Dataset content —

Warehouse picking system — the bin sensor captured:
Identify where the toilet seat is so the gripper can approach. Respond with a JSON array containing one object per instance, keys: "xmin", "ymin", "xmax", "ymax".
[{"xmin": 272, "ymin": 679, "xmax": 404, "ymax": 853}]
==
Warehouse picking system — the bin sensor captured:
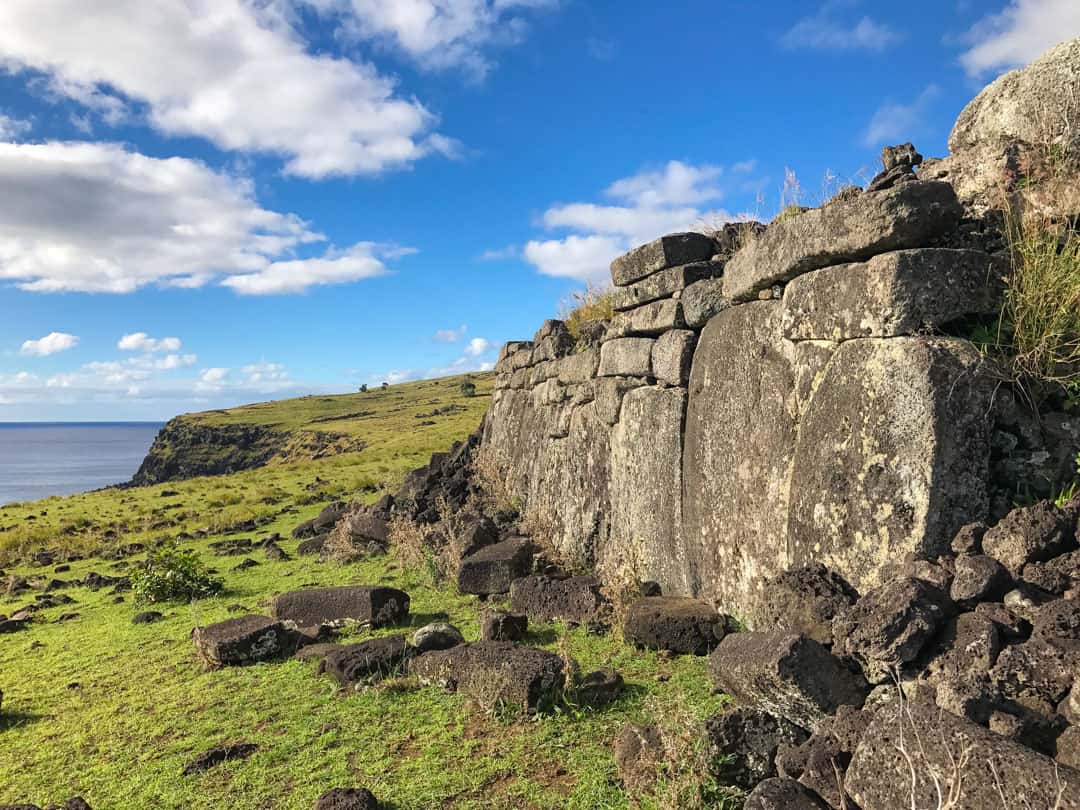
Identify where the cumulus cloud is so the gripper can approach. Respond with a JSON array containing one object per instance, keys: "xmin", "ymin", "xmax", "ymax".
---
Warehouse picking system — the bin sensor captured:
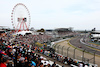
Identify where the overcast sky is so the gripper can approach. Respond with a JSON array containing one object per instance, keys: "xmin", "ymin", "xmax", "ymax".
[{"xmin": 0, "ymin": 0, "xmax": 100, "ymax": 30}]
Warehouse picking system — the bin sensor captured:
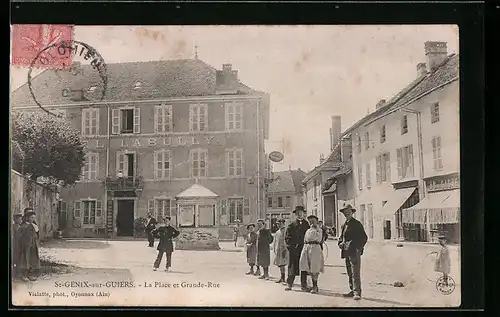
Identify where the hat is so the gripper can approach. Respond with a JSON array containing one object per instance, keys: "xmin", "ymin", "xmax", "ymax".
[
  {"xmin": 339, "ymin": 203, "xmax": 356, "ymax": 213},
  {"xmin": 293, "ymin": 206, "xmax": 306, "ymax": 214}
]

Requirements — Please show each line above that contains the string "array". Case counts.

Reply —
Identify where the toilet seat is so the gripper can approach. Respond with a JSON array containing one object per instance, keys: "xmin", "ymin", "xmax", "ymax".
Identify where the cumulus cloud is so the gripper can approach. Respond with a JSON array containing one object per instance, keys: "xmin", "ymin", "xmax", "ymax".
Identify where the overcast sky is so the gripper can approach. Respond with a JSON array containing one object per instance, keys: "xmin", "ymin", "xmax", "ymax".
Identify where the hat is so the gripper can approach. Respond with a JSON array containing one object per instance, keys: "xmin", "ymin", "xmax", "ymax".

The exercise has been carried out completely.